Stored rows:
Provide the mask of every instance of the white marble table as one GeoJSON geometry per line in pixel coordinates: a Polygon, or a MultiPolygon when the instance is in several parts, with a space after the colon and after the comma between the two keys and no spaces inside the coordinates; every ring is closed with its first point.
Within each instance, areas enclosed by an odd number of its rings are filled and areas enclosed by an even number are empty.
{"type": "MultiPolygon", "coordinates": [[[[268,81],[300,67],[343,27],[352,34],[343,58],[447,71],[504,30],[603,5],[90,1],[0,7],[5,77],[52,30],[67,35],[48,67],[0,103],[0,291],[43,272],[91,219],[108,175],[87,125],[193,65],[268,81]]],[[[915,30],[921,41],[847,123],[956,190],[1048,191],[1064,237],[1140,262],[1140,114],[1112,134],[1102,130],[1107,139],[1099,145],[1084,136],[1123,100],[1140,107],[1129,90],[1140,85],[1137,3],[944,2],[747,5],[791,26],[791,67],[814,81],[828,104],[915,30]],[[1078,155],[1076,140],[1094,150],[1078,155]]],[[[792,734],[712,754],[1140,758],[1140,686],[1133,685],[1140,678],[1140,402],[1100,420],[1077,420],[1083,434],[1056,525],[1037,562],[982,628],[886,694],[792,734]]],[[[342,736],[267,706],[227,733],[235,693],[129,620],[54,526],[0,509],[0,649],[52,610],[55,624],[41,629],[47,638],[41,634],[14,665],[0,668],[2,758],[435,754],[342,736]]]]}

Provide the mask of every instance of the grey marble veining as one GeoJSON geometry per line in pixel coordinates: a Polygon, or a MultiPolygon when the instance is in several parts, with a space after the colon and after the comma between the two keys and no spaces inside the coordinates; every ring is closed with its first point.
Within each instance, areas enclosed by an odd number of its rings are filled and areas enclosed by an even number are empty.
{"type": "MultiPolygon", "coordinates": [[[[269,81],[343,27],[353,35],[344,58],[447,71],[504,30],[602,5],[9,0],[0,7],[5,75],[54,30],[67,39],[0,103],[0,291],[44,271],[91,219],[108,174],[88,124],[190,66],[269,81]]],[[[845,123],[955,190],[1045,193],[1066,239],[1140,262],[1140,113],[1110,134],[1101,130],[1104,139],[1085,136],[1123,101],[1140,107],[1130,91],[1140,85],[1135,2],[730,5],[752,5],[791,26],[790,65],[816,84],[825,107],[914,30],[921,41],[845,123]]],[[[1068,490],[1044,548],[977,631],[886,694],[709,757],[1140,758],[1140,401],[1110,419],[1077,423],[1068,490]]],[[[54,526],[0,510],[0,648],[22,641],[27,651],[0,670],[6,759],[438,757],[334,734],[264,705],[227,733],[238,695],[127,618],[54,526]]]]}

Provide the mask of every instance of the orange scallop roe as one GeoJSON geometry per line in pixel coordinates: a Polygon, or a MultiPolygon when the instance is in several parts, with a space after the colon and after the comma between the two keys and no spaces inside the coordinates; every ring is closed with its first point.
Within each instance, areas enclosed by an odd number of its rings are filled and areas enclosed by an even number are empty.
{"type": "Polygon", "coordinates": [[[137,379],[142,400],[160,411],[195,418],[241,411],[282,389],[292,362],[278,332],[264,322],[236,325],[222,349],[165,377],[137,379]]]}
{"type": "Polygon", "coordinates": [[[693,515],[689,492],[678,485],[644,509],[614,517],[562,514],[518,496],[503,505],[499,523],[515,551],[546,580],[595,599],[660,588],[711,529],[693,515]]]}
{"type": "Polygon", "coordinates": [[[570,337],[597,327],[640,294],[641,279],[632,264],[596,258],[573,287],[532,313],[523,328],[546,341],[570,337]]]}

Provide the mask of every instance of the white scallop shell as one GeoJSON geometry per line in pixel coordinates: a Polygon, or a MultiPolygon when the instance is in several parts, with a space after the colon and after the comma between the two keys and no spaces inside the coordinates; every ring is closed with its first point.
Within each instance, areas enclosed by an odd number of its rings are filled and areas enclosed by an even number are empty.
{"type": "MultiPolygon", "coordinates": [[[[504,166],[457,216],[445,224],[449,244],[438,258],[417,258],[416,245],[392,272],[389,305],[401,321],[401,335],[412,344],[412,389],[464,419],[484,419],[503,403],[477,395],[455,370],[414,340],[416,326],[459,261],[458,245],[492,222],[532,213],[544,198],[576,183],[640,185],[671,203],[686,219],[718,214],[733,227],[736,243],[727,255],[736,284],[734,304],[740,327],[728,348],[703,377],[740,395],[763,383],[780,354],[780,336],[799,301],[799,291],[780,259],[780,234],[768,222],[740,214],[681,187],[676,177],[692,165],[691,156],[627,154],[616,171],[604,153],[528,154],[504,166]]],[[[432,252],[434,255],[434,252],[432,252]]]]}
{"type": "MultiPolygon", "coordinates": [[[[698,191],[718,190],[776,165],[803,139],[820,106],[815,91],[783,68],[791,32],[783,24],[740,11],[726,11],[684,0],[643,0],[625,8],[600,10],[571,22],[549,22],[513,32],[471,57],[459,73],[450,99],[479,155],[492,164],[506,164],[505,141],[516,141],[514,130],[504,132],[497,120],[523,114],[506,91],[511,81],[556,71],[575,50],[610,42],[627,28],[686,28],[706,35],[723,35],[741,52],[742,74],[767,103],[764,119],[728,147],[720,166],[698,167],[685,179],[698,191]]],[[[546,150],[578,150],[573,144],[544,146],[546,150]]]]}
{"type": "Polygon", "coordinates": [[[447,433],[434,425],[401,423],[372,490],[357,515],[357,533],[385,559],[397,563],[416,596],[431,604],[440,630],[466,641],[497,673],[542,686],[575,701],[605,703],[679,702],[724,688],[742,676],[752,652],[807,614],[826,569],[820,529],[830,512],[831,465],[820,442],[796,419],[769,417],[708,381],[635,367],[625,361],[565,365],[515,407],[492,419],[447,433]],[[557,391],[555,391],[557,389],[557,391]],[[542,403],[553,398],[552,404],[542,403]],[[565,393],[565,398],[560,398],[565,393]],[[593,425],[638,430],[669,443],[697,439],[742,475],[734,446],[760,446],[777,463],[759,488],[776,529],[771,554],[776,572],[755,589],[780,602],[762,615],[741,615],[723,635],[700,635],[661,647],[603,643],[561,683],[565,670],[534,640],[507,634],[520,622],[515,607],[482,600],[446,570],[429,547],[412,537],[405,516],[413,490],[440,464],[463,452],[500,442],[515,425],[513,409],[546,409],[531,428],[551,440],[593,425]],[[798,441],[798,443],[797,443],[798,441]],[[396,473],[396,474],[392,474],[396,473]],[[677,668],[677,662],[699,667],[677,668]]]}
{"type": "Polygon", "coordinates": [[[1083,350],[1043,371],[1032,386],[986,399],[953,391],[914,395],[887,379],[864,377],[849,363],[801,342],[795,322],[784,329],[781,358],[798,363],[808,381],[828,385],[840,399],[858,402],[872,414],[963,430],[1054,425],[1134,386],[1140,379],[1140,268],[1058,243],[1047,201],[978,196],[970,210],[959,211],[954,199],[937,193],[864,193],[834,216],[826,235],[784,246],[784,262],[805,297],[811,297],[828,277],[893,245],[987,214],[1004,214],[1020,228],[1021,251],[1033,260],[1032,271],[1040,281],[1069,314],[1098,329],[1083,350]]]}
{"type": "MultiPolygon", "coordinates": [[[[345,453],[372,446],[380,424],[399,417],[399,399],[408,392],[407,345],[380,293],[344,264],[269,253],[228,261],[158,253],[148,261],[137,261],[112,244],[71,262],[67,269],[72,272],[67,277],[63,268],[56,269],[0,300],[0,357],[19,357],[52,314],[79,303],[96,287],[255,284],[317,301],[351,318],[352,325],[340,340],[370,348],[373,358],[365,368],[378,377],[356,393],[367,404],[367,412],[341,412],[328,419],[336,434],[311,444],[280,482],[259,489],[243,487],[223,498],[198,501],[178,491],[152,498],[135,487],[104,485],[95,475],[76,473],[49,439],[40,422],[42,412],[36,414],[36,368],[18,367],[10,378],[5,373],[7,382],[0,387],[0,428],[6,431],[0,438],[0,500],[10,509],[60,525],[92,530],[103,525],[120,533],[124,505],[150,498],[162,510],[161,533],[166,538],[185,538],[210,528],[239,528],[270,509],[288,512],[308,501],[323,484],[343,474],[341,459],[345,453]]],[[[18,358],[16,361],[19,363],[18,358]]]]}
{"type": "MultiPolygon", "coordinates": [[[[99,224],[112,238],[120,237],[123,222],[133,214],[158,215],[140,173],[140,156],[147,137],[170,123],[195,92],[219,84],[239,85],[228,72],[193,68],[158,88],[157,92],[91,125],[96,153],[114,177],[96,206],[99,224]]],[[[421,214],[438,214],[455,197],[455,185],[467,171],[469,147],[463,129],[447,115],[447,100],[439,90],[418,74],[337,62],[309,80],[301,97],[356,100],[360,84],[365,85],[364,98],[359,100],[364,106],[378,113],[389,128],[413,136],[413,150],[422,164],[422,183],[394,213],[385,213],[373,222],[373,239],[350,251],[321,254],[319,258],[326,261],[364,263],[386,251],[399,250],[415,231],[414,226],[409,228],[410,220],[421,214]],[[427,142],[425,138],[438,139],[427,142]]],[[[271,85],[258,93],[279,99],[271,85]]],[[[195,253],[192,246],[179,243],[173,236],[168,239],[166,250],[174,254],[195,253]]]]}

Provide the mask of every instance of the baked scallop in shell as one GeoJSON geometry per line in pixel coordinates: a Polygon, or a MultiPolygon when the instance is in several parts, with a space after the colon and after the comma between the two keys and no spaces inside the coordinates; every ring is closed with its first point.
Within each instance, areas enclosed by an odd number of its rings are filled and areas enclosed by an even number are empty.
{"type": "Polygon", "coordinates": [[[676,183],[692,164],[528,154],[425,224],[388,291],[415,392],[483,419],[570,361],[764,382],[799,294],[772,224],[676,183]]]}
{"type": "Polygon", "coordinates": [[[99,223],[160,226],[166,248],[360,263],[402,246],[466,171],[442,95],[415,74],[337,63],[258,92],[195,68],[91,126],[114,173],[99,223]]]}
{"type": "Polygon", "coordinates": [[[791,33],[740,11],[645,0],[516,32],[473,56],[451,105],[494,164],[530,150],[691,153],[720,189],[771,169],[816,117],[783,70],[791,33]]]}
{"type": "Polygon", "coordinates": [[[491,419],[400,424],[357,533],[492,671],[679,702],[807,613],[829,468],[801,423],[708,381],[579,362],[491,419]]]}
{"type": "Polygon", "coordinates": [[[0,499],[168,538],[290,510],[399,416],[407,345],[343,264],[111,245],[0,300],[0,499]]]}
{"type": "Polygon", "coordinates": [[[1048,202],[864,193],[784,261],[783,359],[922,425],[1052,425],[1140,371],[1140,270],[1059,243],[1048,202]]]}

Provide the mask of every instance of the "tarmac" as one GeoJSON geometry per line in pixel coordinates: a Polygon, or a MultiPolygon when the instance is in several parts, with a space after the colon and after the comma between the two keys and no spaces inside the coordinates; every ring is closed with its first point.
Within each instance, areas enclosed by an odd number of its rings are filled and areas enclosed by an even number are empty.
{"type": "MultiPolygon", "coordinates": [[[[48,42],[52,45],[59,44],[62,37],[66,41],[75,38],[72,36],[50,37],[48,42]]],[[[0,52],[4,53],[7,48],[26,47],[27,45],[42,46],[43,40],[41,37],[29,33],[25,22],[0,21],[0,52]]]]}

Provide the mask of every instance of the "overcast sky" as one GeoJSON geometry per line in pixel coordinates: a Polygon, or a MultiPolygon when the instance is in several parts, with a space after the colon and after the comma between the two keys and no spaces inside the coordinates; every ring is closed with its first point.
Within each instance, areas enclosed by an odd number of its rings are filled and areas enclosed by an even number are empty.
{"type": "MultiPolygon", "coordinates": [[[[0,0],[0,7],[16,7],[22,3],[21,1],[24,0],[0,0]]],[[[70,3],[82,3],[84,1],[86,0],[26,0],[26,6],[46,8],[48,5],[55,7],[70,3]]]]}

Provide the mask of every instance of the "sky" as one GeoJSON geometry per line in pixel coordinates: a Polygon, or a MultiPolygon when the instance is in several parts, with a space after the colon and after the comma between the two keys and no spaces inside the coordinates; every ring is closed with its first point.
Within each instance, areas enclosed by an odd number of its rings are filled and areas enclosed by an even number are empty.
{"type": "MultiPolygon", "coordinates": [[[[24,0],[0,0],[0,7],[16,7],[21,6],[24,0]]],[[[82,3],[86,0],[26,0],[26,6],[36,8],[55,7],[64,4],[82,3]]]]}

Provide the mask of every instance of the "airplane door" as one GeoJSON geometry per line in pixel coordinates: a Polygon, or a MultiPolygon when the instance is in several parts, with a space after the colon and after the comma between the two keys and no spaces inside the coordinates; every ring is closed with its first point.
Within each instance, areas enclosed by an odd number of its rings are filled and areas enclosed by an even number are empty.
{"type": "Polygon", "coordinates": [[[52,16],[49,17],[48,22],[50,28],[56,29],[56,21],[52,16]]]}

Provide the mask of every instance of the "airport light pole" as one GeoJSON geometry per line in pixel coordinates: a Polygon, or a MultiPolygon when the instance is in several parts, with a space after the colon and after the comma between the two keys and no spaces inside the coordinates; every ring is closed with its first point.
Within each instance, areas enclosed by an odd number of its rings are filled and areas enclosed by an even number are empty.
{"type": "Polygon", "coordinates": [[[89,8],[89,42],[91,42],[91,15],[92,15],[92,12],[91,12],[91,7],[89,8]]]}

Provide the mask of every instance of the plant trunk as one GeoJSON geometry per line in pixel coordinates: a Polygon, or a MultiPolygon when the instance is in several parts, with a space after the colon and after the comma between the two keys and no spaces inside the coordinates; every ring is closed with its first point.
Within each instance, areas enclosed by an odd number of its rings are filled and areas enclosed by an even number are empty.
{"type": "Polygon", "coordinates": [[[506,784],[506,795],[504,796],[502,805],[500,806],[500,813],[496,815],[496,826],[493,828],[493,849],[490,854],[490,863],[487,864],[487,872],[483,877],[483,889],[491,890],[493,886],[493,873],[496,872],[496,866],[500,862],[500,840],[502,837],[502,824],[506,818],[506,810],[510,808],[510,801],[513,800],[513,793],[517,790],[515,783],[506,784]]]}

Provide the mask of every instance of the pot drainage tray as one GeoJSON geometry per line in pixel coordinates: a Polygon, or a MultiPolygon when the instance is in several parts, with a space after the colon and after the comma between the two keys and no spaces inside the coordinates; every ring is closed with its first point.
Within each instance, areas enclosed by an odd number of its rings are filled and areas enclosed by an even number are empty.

The problem:
Copy out the listing again word for word, starting at the line that contains "Provide the mask of every instance of the plant" and ending at the last line of the listing, both included.

Result below:
Provide the mask of every instance of the plant trunk as one GeoJSON geometry per line in pixel coordinates: a Polygon, or a MultiPolygon when the instance is in several parts, with a space after the colon and after the comma between the two keys and no spaces inside the coordinates; every ring is closed with its first point.
Within each instance, areas enclosed by an odd number of its rings are filled and areas enclosed by an even number are empty.
{"type": "Polygon", "coordinates": [[[506,784],[506,795],[504,796],[502,805],[500,806],[500,813],[496,815],[496,826],[493,828],[493,849],[490,854],[490,863],[487,864],[487,872],[483,877],[483,889],[491,890],[493,886],[493,873],[496,872],[496,866],[500,862],[500,840],[502,837],[502,824],[506,818],[506,810],[510,808],[510,801],[513,800],[513,793],[517,790],[515,783],[506,784]]]}

Provide the mask of every instance of the pot drainage tray as one GeoJSON geometry per line in pixel coordinates: a Polygon, or a MultiPolygon when the instance is in several parts, with a space after the colon and after the comma between the two keys and no spaces inside the coordinates; every ring is closed with its first point.
Within each instance, areas enclosed by an odd number of its rings are filled and areas enclosed by an even number are empty.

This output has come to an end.